YOUR ASSIGNMENT >> Each line from the one containing "Query: fish mouth" to the last line of the listing below must be reproduced exactly, and nothing more.

PROVIDED RECORDS >>

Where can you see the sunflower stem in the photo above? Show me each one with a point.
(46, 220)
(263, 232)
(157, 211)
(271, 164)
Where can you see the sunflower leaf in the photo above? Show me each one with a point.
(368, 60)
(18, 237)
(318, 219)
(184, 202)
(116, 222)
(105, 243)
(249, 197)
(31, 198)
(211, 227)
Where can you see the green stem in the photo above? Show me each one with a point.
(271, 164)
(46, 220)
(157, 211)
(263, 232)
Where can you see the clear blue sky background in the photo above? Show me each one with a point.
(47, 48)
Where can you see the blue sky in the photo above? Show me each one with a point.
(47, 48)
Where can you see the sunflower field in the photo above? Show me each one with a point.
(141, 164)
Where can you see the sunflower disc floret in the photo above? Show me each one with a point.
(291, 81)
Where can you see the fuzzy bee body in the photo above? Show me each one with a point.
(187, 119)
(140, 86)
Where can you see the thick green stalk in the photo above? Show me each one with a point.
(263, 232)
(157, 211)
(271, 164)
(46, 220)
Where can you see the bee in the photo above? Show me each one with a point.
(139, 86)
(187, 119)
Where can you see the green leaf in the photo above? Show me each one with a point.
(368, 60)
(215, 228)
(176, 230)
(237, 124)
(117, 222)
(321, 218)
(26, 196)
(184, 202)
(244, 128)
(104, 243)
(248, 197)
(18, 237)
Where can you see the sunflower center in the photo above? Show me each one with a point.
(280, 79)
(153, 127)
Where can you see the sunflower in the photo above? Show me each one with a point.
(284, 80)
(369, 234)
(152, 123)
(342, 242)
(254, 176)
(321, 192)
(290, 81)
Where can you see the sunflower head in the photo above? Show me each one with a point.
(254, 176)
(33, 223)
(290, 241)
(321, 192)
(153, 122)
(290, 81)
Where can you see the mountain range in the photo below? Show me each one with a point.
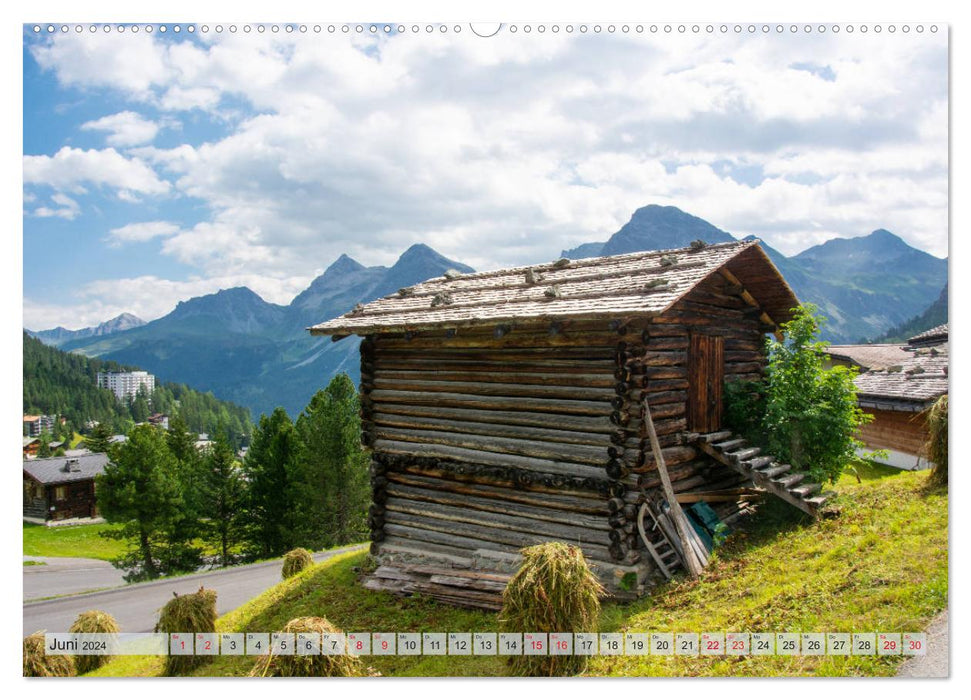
(260, 355)
(60, 335)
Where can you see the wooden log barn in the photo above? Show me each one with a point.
(513, 407)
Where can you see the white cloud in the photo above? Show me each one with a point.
(71, 168)
(125, 128)
(506, 150)
(141, 232)
(66, 208)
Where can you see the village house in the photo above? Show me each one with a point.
(35, 425)
(897, 384)
(508, 408)
(58, 488)
(31, 446)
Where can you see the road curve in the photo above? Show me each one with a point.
(135, 607)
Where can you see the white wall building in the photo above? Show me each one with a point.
(125, 385)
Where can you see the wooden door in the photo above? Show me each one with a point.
(706, 377)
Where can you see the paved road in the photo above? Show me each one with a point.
(135, 607)
(66, 575)
(935, 663)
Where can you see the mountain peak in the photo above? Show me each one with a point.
(344, 265)
(422, 255)
(656, 227)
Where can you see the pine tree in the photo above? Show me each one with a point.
(268, 508)
(332, 489)
(139, 488)
(44, 450)
(223, 491)
(100, 438)
(189, 473)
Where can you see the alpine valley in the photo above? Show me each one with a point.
(260, 355)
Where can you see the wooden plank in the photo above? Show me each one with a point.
(564, 422)
(498, 430)
(490, 458)
(501, 389)
(582, 454)
(690, 556)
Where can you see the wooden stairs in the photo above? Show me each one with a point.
(765, 471)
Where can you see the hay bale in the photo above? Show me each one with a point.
(319, 665)
(188, 614)
(93, 622)
(295, 561)
(936, 447)
(37, 664)
(553, 591)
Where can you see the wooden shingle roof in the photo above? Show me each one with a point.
(935, 335)
(915, 382)
(871, 356)
(635, 284)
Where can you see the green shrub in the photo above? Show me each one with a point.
(188, 614)
(936, 447)
(319, 665)
(803, 414)
(295, 561)
(553, 591)
(38, 664)
(93, 622)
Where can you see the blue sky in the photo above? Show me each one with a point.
(160, 167)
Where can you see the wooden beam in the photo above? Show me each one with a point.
(691, 558)
(750, 300)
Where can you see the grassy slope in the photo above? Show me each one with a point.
(880, 566)
(71, 541)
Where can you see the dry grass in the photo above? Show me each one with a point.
(295, 561)
(318, 665)
(936, 446)
(189, 614)
(93, 622)
(38, 664)
(553, 591)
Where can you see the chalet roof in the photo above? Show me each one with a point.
(644, 283)
(916, 381)
(874, 356)
(60, 470)
(935, 335)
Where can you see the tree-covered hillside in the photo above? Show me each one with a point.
(65, 384)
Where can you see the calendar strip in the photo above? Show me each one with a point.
(690, 644)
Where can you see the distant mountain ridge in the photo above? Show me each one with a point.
(934, 315)
(60, 335)
(260, 355)
(862, 285)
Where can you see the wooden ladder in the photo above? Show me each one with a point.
(663, 550)
(765, 471)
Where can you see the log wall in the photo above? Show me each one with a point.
(895, 430)
(490, 439)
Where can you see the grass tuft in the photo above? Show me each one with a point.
(37, 664)
(93, 622)
(189, 614)
(295, 561)
(319, 666)
(553, 591)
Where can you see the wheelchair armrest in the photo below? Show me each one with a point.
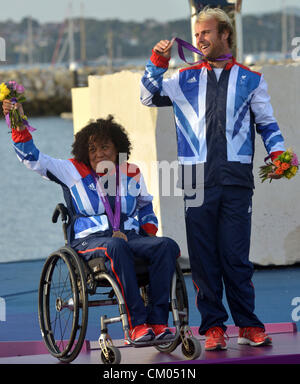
(60, 209)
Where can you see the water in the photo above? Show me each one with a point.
(27, 201)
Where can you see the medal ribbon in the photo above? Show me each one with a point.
(114, 219)
(184, 44)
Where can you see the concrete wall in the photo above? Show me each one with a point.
(276, 211)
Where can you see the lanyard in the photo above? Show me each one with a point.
(113, 218)
(184, 44)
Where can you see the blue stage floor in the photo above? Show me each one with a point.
(275, 290)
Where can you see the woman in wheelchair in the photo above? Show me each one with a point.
(110, 208)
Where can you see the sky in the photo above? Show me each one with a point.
(137, 10)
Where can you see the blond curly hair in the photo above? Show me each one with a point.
(222, 18)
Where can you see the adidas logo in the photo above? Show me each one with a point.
(92, 187)
(192, 80)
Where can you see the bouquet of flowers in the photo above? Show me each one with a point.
(285, 165)
(13, 91)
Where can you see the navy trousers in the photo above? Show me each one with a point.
(161, 254)
(218, 236)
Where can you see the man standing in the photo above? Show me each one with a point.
(217, 105)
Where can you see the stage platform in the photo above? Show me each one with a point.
(284, 350)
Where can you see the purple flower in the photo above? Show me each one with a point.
(294, 160)
(20, 88)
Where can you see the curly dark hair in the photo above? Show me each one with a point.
(99, 130)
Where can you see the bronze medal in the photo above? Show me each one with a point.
(119, 234)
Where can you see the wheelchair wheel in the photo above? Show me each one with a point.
(63, 304)
(182, 306)
(191, 348)
(114, 356)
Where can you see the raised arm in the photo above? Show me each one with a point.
(155, 91)
(58, 170)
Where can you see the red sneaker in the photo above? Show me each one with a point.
(140, 333)
(215, 339)
(162, 332)
(254, 336)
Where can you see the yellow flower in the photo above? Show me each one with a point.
(4, 91)
(294, 170)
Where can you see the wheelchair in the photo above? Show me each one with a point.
(69, 286)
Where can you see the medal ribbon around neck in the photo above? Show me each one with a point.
(184, 44)
(114, 218)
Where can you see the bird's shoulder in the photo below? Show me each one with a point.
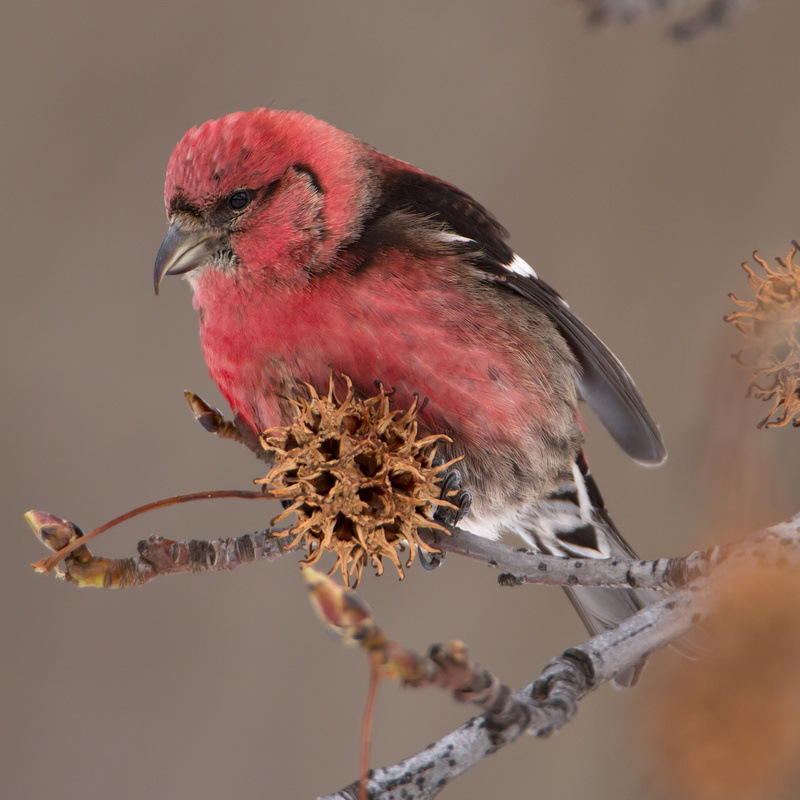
(418, 212)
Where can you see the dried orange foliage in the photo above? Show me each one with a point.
(358, 478)
(772, 324)
(729, 723)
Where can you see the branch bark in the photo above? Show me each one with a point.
(553, 697)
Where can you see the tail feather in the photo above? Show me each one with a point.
(573, 522)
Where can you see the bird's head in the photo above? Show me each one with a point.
(273, 193)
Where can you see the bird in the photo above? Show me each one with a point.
(308, 250)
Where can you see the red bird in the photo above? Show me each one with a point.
(307, 249)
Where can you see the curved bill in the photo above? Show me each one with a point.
(182, 251)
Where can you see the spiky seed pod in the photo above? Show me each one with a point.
(358, 478)
(772, 324)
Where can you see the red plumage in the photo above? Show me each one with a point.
(308, 250)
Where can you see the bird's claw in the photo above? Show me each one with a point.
(430, 561)
(453, 493)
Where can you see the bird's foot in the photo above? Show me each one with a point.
(430, 561)
(460, 499)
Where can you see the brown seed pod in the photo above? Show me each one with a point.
(358, 478)
(771, 322)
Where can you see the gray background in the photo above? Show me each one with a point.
(634, 174)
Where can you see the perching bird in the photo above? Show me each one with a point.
(308, 250)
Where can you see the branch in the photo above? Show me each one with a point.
(553, 697)
(710, 14)
(520, 565)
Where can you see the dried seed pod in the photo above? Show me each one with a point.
(772, 324)
(358, 478)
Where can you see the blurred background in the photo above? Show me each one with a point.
(634, 174)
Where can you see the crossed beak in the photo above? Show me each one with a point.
(183, 250)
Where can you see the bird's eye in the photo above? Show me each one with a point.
(238, 200)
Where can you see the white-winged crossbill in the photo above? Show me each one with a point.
(307, 250)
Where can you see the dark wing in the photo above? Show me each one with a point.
(605, 384)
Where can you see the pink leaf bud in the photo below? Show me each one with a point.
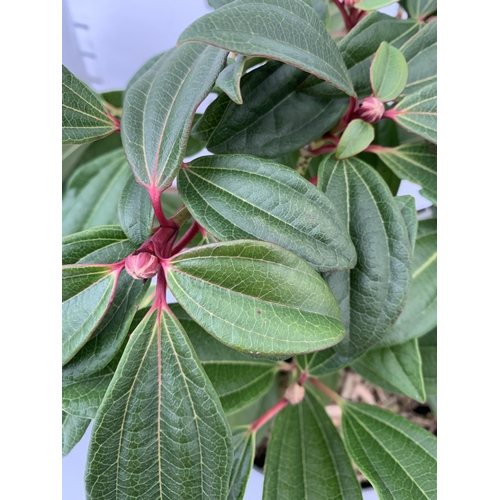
(142, 266)
(371, 110)
(294, 394)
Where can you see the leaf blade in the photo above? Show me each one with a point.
(234, 197)
(242, 27)
(192, 451)
(231, 289)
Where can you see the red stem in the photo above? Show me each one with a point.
(268, 415)
(345, 16)
(187, 238)
(160, 301)
(155, 196)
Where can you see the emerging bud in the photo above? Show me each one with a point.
(294, 394)
(371, 110)
(142, 266)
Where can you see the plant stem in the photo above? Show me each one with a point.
(181, 216)
(268, 415)
(345, 16)
(188, 236)
(155, 196)
(325, 390)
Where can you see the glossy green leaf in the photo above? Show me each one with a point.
(358, 48)
(417, 113)
(286, 30)
(84, 117)
(239, 379)
(99, 245)
(244, 451)
(420, 52)
(103, 245)
(135, 212)
(415, 162)
(388, 72)
(73, 429)
(421, 8)
(428, 351)
(71, 155)
(395, 369)
(82, 398)
(406, 205)
(275, 117)
(256, 297)
(155, 137)
(194, 145)
(93, 193)
(372, 295)
(395, 455)
(86, 294)
(229, 79)
(420, 312)
(239, 197)
(306, 457)
(356, 138)
(373, 4)
(160, 431)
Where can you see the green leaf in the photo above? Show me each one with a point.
(244, 451)
(239, 379)
(99, 245)
(256, 297)
(406, 205)
(420, 312)
(111, 332)
(373, 4)
(194, 145)
(160, 431)
(420, 8)
(357, 137)
(82, 398)
(417, 113)
(135, 211)
(306, 457)
(359, 46)
(155, 137)
(286, 30)
(73, 429)
(395, 455)
(372, 295)
(93, 193)
(71, 155)
(428, 351)
(87, 292)
(275, 117)
(395, 369)
(239, 197)
(229, 79)
(388, 73)
(420, 52)
(84, 117)
(415, 162)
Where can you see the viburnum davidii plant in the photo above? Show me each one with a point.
(291, 258)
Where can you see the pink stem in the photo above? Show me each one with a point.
(187, 238)
(345, 16)
(155, 197)
(268, 415)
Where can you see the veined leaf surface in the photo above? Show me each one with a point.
(286, 30)
(155, 136)
(160, 431)
(256, 297)
(238, 197)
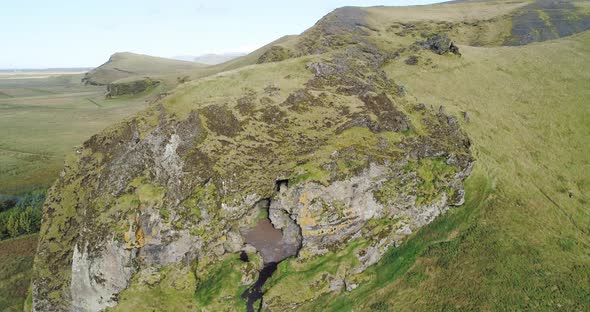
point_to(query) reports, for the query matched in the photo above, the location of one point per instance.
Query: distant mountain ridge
(210, 58)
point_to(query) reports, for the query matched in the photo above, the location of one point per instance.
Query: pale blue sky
(84, 33)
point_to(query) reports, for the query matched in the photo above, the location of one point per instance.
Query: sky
(84, 33)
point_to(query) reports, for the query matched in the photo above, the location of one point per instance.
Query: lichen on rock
(331, 146)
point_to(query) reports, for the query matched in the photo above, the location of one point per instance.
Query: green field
(43, 116)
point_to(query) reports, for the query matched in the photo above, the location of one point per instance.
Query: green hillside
(357, 139)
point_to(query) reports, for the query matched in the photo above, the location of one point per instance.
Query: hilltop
(401, 158)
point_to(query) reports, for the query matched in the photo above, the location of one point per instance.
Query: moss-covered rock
(130, 86)
(333, 144)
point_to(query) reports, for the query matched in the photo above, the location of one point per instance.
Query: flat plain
(43, 116)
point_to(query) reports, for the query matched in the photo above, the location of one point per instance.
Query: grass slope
(521, 242)
(43, 119)
(16, 261)
(125, 64)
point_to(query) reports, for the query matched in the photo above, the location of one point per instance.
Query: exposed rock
(181, 183)
(440, 44)
(97, 279)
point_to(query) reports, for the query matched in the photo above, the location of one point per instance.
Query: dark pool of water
(254, 293)
(274, 247)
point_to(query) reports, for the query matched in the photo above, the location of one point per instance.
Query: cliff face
(325, 146)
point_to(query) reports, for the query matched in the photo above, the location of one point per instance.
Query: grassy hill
(125, 64)
(43, 118)
(520, 241)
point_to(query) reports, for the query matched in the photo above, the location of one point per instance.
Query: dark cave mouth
(274, 245)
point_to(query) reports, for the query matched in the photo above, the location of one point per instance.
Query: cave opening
(276, 236)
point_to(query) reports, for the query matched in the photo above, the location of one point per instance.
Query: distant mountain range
(211, 58)
(17, 70)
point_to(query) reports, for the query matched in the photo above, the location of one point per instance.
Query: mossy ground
(520, 242)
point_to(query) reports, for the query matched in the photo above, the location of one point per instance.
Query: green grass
(40, 128)
(16, 263)
(520, 241)
(166, 289)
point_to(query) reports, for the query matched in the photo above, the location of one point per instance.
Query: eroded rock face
(96, 279)
(180, 183)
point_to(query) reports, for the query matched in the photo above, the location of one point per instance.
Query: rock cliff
(324, 145)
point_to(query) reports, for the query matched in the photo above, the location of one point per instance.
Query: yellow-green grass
(126, 64)
(16, 263)
(521, 240)
(43, 119)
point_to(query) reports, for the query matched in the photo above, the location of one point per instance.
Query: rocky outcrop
(439, 44)
(130, 86)
(335, 149)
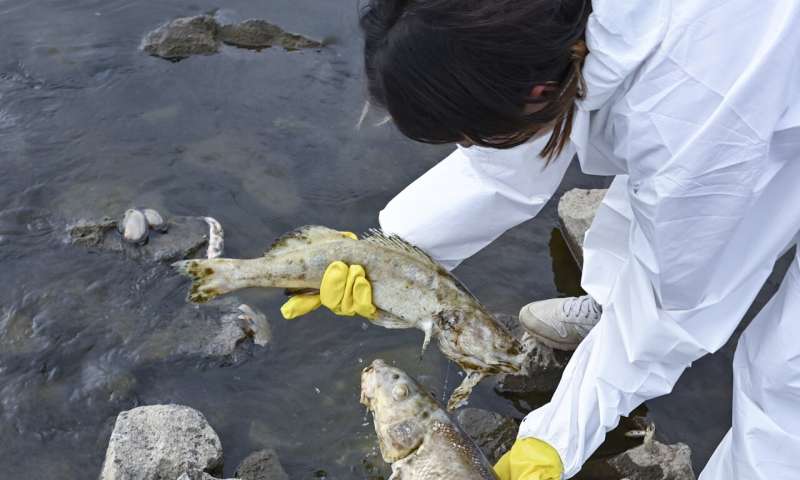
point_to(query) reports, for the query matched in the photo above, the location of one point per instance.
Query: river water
(263, 141)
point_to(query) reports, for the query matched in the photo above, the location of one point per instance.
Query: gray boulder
(493, 433)
(209, 332)
(258, 34)
(576, 211)
(159, 442)
(545, 365)
(186, 237)
(199, 476)
(183, 37)
(261, 465)
(655, 461)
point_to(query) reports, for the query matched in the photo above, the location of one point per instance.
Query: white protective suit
(695, 106)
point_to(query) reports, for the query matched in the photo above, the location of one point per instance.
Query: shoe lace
(584, 306)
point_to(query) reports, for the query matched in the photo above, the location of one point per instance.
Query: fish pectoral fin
(300, 291)
(462, 392)
(426, 327)
(387, 320)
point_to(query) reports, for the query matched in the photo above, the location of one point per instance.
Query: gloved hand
(530, 459)
(345, 290)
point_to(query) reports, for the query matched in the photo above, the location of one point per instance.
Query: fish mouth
(369, 382)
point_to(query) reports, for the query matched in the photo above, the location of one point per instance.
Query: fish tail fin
(210, 277)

WRITTEN SOLUTION >>
Query: fish mouth
(369, 382)
point_to(query) reports, for the query matched in the photo above, the location of one point per instance.
Query: fish tail fin
(210, 277)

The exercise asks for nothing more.